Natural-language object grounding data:
◇ ◇ ◇

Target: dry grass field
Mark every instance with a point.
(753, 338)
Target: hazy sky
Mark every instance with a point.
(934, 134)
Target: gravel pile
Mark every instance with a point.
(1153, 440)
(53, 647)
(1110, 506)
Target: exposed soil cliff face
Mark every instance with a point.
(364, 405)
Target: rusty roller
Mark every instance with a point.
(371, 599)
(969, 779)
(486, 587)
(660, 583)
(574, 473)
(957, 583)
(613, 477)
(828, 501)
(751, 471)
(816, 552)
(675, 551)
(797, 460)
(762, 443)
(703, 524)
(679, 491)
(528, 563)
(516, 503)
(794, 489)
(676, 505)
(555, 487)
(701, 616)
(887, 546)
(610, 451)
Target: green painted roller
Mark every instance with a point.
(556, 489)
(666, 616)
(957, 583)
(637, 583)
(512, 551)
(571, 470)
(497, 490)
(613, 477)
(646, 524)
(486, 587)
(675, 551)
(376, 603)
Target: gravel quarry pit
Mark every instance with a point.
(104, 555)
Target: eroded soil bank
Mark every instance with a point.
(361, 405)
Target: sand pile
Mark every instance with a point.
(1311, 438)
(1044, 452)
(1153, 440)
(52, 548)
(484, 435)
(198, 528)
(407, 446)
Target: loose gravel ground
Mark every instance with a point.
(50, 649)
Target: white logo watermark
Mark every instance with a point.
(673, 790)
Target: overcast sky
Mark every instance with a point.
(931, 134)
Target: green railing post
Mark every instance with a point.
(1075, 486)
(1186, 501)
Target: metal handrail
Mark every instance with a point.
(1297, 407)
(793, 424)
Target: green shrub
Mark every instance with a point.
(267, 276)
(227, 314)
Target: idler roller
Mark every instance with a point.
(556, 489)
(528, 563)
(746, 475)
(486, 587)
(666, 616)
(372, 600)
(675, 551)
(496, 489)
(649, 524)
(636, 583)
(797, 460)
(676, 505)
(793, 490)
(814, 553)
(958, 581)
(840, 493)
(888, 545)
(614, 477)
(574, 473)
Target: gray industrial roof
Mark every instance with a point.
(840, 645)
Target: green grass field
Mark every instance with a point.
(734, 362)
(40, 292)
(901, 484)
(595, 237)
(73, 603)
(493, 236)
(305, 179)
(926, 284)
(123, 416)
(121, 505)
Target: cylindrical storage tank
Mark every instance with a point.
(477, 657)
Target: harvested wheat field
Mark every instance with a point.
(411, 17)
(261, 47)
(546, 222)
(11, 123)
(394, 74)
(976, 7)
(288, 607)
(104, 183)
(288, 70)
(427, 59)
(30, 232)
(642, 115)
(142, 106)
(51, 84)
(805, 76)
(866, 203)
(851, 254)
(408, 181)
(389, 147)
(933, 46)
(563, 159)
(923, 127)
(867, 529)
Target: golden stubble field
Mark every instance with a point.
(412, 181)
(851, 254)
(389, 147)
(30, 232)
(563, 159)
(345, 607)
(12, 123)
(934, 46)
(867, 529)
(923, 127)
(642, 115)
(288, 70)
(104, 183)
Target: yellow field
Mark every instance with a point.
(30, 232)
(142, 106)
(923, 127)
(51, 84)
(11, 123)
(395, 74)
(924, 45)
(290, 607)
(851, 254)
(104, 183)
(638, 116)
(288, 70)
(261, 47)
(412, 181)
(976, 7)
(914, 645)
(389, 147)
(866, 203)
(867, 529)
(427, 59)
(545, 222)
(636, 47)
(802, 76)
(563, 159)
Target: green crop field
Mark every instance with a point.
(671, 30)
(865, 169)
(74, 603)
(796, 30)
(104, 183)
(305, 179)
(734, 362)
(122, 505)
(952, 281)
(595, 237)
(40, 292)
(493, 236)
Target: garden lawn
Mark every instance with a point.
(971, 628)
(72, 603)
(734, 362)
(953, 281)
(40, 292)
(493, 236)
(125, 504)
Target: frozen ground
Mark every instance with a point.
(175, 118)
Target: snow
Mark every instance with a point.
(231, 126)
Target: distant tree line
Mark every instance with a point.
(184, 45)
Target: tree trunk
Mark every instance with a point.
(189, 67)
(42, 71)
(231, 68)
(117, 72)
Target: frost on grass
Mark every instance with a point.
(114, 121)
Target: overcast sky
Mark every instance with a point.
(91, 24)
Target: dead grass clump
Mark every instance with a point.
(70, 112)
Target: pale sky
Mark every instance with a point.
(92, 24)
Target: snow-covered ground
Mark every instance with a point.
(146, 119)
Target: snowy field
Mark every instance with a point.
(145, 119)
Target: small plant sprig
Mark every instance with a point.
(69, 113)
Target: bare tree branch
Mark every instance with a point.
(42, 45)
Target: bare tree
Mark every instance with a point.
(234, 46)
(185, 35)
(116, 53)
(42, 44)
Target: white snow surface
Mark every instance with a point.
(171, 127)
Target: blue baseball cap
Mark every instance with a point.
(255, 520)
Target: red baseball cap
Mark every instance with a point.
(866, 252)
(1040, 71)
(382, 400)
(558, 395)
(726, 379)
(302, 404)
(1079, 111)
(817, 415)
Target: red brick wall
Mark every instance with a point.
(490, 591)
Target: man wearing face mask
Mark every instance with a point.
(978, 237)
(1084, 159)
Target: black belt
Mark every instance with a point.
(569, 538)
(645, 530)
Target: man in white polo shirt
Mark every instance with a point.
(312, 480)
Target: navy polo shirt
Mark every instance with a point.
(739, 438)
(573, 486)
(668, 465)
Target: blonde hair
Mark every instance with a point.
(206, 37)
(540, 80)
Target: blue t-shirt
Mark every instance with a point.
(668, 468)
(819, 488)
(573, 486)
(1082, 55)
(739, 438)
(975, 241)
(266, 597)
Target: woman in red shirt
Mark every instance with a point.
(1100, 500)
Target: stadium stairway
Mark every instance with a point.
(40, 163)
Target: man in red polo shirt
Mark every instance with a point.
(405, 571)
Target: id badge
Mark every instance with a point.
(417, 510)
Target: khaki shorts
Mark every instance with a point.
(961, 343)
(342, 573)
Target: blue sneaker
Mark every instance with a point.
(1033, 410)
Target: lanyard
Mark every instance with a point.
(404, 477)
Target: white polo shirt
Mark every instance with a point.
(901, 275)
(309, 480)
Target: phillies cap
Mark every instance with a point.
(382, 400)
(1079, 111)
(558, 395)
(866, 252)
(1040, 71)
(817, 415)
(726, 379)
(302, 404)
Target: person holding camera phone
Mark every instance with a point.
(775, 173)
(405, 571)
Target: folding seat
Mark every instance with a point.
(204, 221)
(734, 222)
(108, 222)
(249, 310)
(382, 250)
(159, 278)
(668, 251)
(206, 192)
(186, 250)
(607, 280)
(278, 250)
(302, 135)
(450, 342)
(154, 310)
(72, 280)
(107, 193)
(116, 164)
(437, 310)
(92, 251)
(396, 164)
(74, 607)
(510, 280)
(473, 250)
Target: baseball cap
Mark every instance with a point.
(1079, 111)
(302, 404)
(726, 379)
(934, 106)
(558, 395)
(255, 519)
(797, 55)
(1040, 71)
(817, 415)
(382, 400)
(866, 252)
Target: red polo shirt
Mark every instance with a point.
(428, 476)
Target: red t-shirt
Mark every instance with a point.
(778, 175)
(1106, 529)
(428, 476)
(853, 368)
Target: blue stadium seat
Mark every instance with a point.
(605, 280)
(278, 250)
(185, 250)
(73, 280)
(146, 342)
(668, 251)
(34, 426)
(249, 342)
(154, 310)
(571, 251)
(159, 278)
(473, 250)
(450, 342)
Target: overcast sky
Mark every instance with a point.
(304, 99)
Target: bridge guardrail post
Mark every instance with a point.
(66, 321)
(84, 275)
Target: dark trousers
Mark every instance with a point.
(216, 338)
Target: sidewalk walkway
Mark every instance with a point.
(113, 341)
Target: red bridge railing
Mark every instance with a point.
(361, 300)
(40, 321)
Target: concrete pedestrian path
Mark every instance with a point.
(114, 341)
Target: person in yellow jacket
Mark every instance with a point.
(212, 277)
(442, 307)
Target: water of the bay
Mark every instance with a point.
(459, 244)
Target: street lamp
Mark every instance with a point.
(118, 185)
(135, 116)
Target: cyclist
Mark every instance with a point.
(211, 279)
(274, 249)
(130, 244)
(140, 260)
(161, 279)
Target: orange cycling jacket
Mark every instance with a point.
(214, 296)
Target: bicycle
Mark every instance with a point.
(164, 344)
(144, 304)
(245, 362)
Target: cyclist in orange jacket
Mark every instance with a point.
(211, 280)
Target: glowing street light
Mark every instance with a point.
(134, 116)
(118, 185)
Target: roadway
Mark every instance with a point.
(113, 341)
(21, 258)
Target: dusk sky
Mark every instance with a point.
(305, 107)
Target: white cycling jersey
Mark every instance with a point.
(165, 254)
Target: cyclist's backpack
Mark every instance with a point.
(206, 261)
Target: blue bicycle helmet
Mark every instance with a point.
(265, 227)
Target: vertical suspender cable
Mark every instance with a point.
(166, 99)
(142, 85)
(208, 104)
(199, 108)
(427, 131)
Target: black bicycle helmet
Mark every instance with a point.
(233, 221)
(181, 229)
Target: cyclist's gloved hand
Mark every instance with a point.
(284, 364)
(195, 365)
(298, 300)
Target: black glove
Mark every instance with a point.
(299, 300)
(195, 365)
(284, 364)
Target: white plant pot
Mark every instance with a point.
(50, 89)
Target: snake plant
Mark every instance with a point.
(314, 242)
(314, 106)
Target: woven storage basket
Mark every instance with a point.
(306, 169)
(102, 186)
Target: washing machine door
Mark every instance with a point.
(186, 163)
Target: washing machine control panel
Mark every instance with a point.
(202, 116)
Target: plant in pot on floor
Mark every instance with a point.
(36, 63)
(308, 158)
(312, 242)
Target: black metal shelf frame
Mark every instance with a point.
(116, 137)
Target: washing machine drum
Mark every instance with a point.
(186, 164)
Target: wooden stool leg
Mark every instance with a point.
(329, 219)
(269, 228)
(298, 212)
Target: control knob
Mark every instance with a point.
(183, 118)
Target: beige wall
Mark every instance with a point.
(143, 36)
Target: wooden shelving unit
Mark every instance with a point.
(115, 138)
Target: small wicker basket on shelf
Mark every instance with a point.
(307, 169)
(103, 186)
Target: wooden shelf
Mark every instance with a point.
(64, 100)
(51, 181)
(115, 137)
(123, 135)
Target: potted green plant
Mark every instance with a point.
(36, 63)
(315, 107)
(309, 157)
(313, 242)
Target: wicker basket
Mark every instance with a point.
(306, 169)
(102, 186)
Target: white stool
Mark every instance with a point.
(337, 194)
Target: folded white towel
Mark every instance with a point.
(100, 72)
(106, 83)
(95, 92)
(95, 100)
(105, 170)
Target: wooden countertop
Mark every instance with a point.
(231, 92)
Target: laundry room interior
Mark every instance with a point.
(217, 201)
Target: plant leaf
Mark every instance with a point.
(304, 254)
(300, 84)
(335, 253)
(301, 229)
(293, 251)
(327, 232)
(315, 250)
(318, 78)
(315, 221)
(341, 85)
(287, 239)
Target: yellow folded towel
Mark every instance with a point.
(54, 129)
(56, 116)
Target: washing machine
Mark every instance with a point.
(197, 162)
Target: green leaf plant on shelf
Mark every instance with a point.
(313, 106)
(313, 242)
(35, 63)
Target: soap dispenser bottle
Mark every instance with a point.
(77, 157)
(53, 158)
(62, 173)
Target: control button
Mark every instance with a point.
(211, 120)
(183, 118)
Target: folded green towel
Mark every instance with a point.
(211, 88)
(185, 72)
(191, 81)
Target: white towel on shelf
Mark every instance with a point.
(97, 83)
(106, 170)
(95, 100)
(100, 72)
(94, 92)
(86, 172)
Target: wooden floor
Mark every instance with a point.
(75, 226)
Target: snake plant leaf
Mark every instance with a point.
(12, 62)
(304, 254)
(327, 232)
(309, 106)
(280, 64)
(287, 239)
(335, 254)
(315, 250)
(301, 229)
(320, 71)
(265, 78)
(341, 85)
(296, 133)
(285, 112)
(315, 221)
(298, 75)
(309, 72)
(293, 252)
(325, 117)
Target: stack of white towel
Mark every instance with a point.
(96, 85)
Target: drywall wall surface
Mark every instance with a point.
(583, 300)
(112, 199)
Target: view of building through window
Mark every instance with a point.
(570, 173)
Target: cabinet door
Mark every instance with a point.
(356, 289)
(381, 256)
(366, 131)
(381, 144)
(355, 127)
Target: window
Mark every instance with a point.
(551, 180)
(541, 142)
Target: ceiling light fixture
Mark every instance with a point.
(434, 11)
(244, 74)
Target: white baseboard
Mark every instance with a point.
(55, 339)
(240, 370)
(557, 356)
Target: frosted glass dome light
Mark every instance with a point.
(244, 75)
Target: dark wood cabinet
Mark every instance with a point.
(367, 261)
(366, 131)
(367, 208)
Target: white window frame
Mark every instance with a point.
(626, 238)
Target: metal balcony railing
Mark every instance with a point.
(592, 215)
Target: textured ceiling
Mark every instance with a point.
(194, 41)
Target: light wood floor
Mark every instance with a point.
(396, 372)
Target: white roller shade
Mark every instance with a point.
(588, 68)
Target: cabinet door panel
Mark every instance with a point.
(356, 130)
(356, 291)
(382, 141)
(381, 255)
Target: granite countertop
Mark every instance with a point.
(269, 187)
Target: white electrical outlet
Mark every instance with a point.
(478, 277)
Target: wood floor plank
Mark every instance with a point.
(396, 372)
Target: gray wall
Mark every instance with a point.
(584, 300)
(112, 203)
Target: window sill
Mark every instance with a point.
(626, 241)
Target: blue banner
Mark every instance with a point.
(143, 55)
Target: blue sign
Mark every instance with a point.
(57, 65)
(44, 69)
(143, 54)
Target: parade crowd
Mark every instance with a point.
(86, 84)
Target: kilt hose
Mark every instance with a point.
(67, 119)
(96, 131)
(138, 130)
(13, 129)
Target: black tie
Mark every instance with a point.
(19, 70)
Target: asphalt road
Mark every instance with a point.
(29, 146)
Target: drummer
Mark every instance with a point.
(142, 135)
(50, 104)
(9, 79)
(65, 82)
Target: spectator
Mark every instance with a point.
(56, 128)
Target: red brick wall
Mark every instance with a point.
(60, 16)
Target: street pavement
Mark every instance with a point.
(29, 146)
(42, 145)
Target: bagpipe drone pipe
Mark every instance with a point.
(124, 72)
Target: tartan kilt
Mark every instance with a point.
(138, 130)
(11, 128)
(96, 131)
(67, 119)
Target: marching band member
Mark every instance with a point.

◇ ◇ ◇

Copy exactly the lines above, starting at the opening line and finishing at the line in which "Target: rusty roller" occurs.

Target: dry grass field
Mark every instance with a point.
(753, 338)
Target: hazy sky
Mark every instance with a point.
(934, 134)
Target: gravel pile
Mark every instance with a point.
(1153, 440)
(53, 647)
(1110, 506)
Target: exposed soil cliff face
Mark every instance with a point.
(364, 405)
Target: rusty roller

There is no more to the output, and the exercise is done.